WRITTEN INSTRUCTION: Reproduce every one of the following lines verbatim, omitting the pictures.
'''
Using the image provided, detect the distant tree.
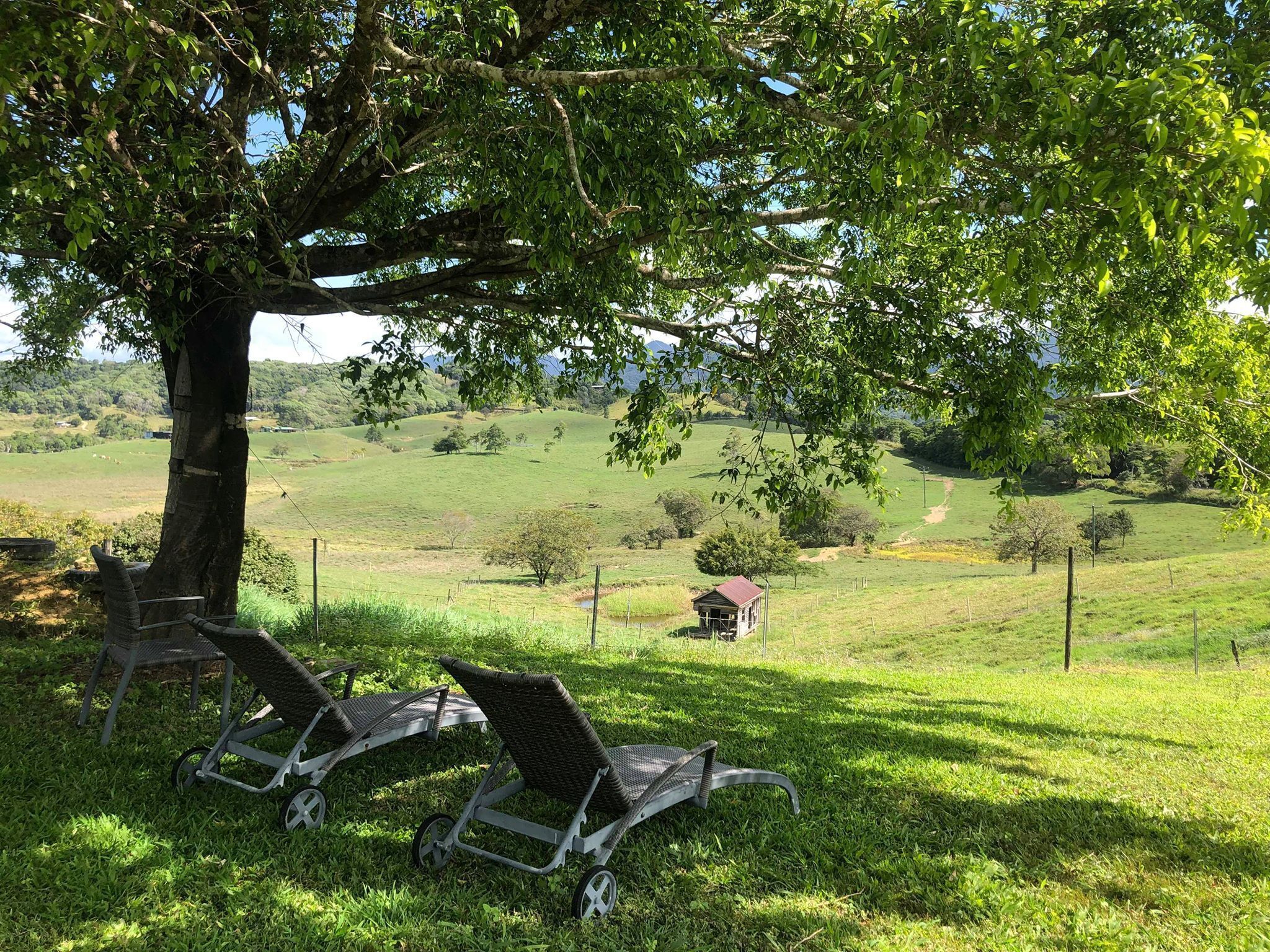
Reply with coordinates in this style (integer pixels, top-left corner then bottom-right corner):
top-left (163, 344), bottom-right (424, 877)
top-left (1110, 439), bottom-right (1170, 481)
top-left (657, 488), bottom-right (710, 538)
top-left (1029, 424), bottom-right (1111, 486)
top-left (110, 513), bottom-right (162, 562)
top-left (719, 428), bottom-right (745, 470)
top-left (771, 546), bottom-right (824, 588)
top-left (832, 505), bottom-right (881, 546)
top-left (480, 423), bottom-right (512, 453)
top-left (1156, 453), bottom-right (1192, 496)
top-left (440, 511), bottom-right (476, 549)
top-left (693, 524), bottom-right (797, 579)
top-left (241, 528), bottom-right (300, 601)
top-left (485, 509), bottom-right (596, 585)
top-left (1106, 508), bottom-right (1138, 547)
top-left (273, 400), bottom-right (314, 430)
top-left (644, 522), bottom-right (680, 549)
top-left (97, 414), bottom-right (142, 439)
top-left (1077, 513), bottom-right (1117, 553)
top-left (990, 499), bottom-right (1080, 574)
top-left (781, 491), bottom-right (881, 546)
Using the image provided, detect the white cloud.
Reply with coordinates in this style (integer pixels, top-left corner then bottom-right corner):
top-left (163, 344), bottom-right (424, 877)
top-left (252, 314), bottom-right (382, 363)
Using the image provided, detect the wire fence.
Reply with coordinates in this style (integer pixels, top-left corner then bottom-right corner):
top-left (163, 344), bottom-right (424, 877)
top-left (233, 531), bottom-right (1270, 670)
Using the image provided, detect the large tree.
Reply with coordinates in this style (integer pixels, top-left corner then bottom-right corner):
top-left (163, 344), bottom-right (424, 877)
top-left (0, 0), bottom-right (1270, 612)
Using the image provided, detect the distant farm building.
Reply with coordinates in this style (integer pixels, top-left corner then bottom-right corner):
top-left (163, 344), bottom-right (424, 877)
top-left (692, 575), bottom-right (763, 641)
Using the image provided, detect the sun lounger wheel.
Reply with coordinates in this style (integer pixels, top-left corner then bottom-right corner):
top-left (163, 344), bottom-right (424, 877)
top-left (573, 866), bottom-right (617, 922)
top-left (411, 814), bottom-right (455, 872)
top-left (278, 785), bottom-right (326, 832)
top-left (171, 747), bottom-right (212, 790)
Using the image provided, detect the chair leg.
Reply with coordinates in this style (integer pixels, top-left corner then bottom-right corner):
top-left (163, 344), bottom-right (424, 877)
top-left (102, 651), bottom-right (137, 746)
top-left (221, 658), bottom-right (234, 733)
top-left (189, 661), bottom-right (203, 711)
top-left (79, 645), bottom-right (109, 728)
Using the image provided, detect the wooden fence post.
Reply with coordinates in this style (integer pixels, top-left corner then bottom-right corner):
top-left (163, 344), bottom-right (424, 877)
top-left (1191, 608), bottom-right (1199, 678)
top-left (590, 565), bottom-right (600, 647)
top-left (314, 539), bottom-right (318, 641)
top-left (1063, 546), bottom-right (1076, 671)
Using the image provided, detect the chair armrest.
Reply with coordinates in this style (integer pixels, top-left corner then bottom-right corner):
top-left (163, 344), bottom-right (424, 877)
top-left (314, 661), bottom-right (362, 700)
top-left (137, 618), bottom-right (197, 631)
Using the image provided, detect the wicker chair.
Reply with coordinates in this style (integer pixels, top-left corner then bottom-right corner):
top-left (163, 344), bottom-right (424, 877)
top-left (412, 656), bottom-right (799, 919)
top-left (79, 546), bottom-right (234, 746)
top-left (179, 614), bottom-right (485, 832)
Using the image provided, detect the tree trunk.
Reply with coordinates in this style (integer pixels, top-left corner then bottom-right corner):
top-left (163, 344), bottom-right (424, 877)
top-left (141, 294), bottom-right (254, 622)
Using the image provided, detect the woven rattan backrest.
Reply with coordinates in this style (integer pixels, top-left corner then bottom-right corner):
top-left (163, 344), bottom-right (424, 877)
top-left (190, 618), bottom-right (353, 744)
top-left (91, 546), bottom-right (141, 647)
top-left (440, 655), bottom-right (633, 814)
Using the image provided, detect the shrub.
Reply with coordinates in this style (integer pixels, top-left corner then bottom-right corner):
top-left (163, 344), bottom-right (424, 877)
top-left (657, 488), bottom-right (710, 538)
top-left (113, 513), bottom-right (162, 562)
top-left (0, 499), bottom-right (109, 565)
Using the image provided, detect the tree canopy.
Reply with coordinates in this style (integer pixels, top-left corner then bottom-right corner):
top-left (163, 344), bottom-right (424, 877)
top-left (992, 499), bottom-right (1081, 574)
top-left (0, 0), bottom-right (1270, 604)
top-left (485, 509), bottom-right (596, 585)
top-left (693, 523), bottom-right (806, 579)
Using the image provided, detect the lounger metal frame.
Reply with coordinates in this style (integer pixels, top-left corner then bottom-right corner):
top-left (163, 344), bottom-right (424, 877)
top-left (193, 680), bottom-right (484, 793)
top-left (433, 740), bottom-right (799, 876)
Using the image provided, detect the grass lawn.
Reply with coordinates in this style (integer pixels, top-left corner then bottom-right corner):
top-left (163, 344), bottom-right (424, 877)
top-left (0, 581), bottom-right (1270, 952)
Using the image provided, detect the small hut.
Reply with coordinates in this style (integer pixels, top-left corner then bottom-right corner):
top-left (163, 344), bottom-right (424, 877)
top-left (692, 575), bottom-right (763, 641)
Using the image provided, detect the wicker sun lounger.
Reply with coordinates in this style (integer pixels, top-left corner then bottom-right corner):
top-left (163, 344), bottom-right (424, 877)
top-left (171, 614), bottom-right (485, 832)
top-left (412, 656), bottom-right (799, 919)
top-left (79, 546), bottom-right (234, 746)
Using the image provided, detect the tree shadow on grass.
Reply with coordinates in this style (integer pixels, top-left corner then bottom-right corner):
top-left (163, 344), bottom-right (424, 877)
top-left (0, 637), bottom-right (1270, 948)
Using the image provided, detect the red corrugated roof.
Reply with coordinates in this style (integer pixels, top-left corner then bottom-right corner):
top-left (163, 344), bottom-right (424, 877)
top-left (715, 575), bottom-right (763, 608)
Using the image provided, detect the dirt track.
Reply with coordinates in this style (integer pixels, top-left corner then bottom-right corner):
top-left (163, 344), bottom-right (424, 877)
top-left (892, 477), bottom-right (956, 546)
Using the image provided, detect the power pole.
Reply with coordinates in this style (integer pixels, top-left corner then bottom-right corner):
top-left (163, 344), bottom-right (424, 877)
top-left (763, 583), bottom-right (771, 658)
top-left (314, 539), bottom-right (318, 641)
top-left (1063, 546), bottom-right (1076, 671)
top-left (590, 565), bottom-right (600, 647)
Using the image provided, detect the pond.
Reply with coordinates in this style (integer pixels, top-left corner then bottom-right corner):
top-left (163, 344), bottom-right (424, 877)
top-left (573, 596), bottom-right (683, 628)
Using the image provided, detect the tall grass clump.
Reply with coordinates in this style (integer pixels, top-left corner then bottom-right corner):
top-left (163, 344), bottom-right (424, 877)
top-left (600, 585), bottom-right (692, 618)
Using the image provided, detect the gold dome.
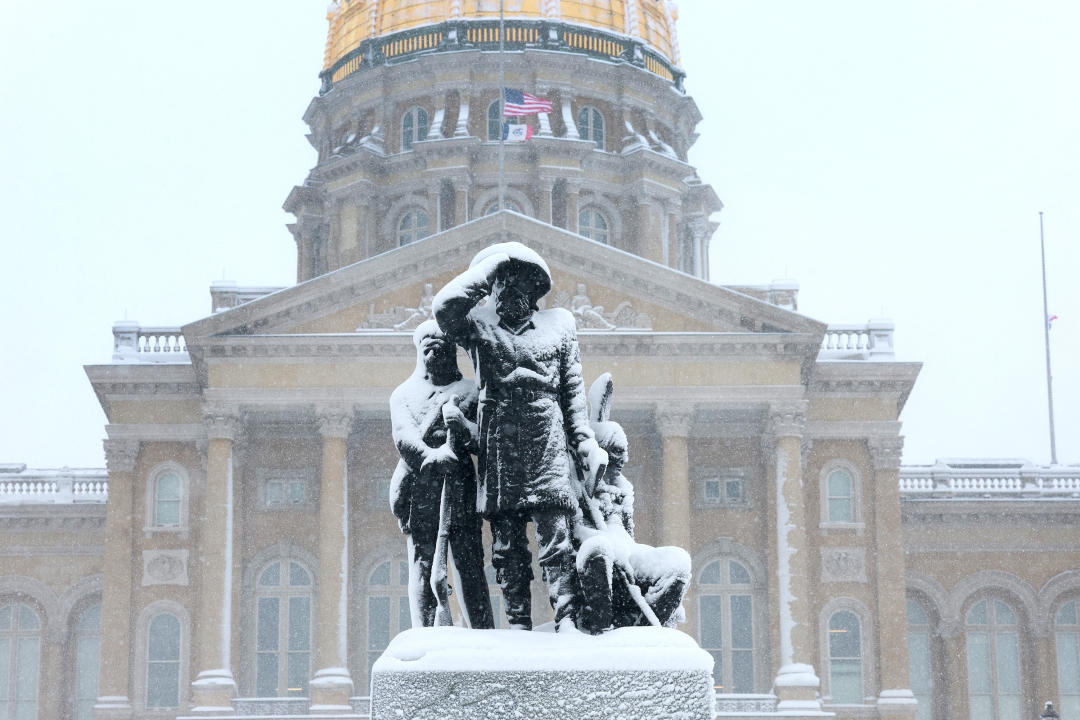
'''
WRITTEN RESPONSE:
Using the image provided, detect the distant tree.
Reply with coordinates in this style (integer pixels, top-left corner then bottom-right corner):
top-left (163, 344), bottom-right (424, 877)
top-left (1110, 439), bottom-right (1170, 481)
top-left (657, 488), bottom-right (710, 538)
top-left (1029, 424), bottom-right (1111, 486)
top-left (110, 513), bottom-right (162, 562)
top-left (719, 428), bottom-right (745, 470)
top-left (771, 546), bottom-right (824, 588)
top-left (832, 505), bottom-right (881, 546)
top-left (480, 423), bottom-right (512, 453)
top-left (1156, 453), bottom-right (1192, 496)
top-left (440, 511), bottom-right (476, 549)
top-left (693, 524), bottom-right (797, 579)
top-left (241, 528), bottom-right (300, 601)
top-left (485, 509), bottom-right (596, 585)
top-left (1106, 508), bottom-right (1138, 547)
top-left (273, 400), bottom-right (314, 430)
top-left (644, 522), bottom-right (680, 549)
top-left (97, 414), bottom-right (142, 439)
top-left (1077, 513), bottom-right (1117, 553)
top-left (990, 499), bottom-right (1080, 574)
top-left (781, 491), bottom-right (881, 546)
Using the image provided, detect the white cloud.
Reply with coordinates in this style (integer pixels, top-left corner then bottom-right corner):
top-left (163, 344), bottom-right (424, 877)
top-left (252, 314), bottom-right (382, 363)
Using the image provided, detect the wire fence.
Reply with coordinates in this style (integer pixels, top-left corner then bottom-right corner):
top-left (163, 344), bottom-right (424, 877)
top-left (233, 531), bottom-right (1270, 670)
Using the image provided, detect the large tree.
Reply with coordinates in this style (integer pixels, top-left corner then bottom-right corner):
top-left (163, 344), bottom-right (424, 877)
top-left (0, 0), bottom-right (1270, 612)
Using the image provided, detect the distant farm building.
Reply with coordinates in this style (integer pixels, top-left corner then bottom-right corner):
top-left (163, 344), bottom-right (424, 877)
top-left (692, 575), bottom-right (763, 641)
Using the image provided, detect the sun lounger wheel.
Reply with coordinates in this style (integer pixels, top-left corner then bottom-right corner):
top-left (163, 344), bottom-right (424, 877)
top-left (573, 866), bottom-right (617, 922)
top-left (411, 814), bottom-right (455, 872)
top-left (278, 785), bottom-right (326, 832)
top-left (171, 747), bottom-right (212, 790)
Using the image provided, detect the chair leg.
Reply with coordinates in this style (integer pixels, top-left corner then bottom-right corner):
top-left (163, 344), bottom-right (424, 877)
top-left (102, 651), bottom-right (137, 746)
top-left (221, 658), bottom-right (234, 733)
top-left (189, 661), bottom-right (203, 711)
top-left (79, 645), bottom-right (109, 728)
Using the image provided, detect the wooden fence post.
Reply with coordinates in this style (integer pixels, top-left corner then bottom-right corner):
top-left (163, 344), bottom-right (424, 877)
top-left (1191, 608), bottom-right (1199, 678)
top-left (590, 565), bottom-right (600, 647)
top-left (314, 539), bottom-right (318, 641)
top-left (1063, 546), bottom-right (1076, 671)
Using the image provided, detect the chair armrest.
Reply with coordinates in this style (integer pixels, top-left corner then bottom-right corner):
top-left (163, 344), bottom-right (424, 877)
top-left (314, 661), bottom-right (362, 700)
top-left (137, 618), bottom-right (197, 631)
Using the image provided, detect the wicker chair.
Reply with coordinates in this style (integer pixels, top-left corner then bottom-right corner):
top-left (163, 344), bottom-right (424, 877)
top-left (412, 656), bottom-right (799, 919)
top-left (79, 546), bottom-right (234, 746)
top-left (179, 614), bottom-right (485, 832)
Using the image provided, detect the tree trunk.
Reply with coordinates in this style (integer pixels, top-left corner then bottom-right corner):
top-left (163, 344), bottom-right (424, 877)
top-left (141, 294), bottom-right (254, 622)
Using the image provided, detect the woven rattan backrest.
Reply with coordinates in this style (integer pixels, top-left corner then bottom-right corner):
top-left (163, 344), bottom-right (424, 877)
top-left (190, 618), bottom-right (353, 744)
top-left (91, 546), bottom-right (141, 647)
top-left (440, 655), bottom-right (633, 814)
Using the image provided, detect the shrub.
Reply with coordinates in this style (integer pixels, top-left corner then bottom-right corner):
top-left (163, 344), bottom-right (424, 877)
top-left (657, 488), bottom-right (710, 538)
top-left (113, 513), bottom-right (162, 562)
top-left (0, 499), bottom-right (109, 565)
Using the image provided, detect the tree canopy.
Reply with coordinates in this style (integer pixels, top-left corner then bottom-right corner):
top-left (163, 344), bottom-right (424, 877)
top-left (992, 499), bottom-right (1081, 574)
top-left (0, 0), bottom-right (1270, 604)
top-left (485, 509), bottom-right (596, 585)
top-left (693, 523), bottom-right (806, 579)
Using the image provided, detect the lounger metal frame.
Reply with coordinates in this style (integer pixels, top-left corner then bottom-right corner):
top-left (163, 344), bottom-right (424, 877)
top-left (193, 680), bottom-right (484, 793)
top-left (433, 740), bottom-right (799, 876)
Using the image provided, detect the grass lawn.
Reply with coordinates in this style (integer pixels, top-left corner then bottom-right corner):
top-left (163, 344), bottom-right (424, 877)
top-left (0, 581), bottom-right (1270, 952)
Using the image provided, detect the small hut.
Reply with coordinates in this style (integer pixels, top-left corner then bottom-right corner):
top-left (163, 344), bottom-right (424, 877)
top-left (692, 575), bottom-right (763, 641)
Using the image provided, detect the wicker sun lounger.
Reply with coordinates in this style (integer pixels, top-left corner then bottom-right corner):
top-left (163, 344), bottom-right (424, 877)
top-left (171, 614), bottom-right (485, 832)
top-left (412, 656), bottom-right (799, 919)
top-left (79, 546), bottom-right (234, 746)
Using the image provided, detect the tree shadow on grass.
Reply with coordinates in this style (integer pixels, top-left corner then bottom-right corner):
top-left (163, 344), bottom-right (424, 877)
top-left (0, 637), bottom-right (1270, 948)
Using the image provided, detect the red corrugated roof.
Reply with coordinates in this style (integer pixels, top-left corner then bottom-right corner):
top-left (163, 344), bottom-right (424, 877)
top-left (715, 575), bottom-right (763, 608)
Using the image provided, detect the dirt track.
Reply with coordinates in this style (integer pixels, top-left corner then bottom-right corner):
top-left (163, 344), bottom-right (424, 877)
top-left (892, 477), bottom-right (956, 546)
Using the image provided, detect the power pole.
Reply with coordinates in this style (integer pixels, top-left corner then bottom-right corner):
top-left (163, 344), bottom-right (424, 877)
top-left (763, 583), bottom-right (771, 658)
top-left (314, 539), bottom-right (318, 641)
top-left (1063, 546), bottom-right (1076, 671)
top-left (590, 565), bottom-right (600, 647)
Using the image provided, detect the pond.
Reply with coordinates in this style (integer pixels, top-left corner then bottom-right corner):
top-left (163, 344), bottom-right (424, 877)
top-left (573, 596), bottom-right (683, 628)
Using the image provided, detect the tall grass clump.
Reply with coordinates in this style (integer pixels, top-left corner then bottom-right corner):
top-left (163, 344), bottom-right (424, 877)
top-left (600, 585), bottom-right (692, 618)
Using the image provided, detect the gold dome.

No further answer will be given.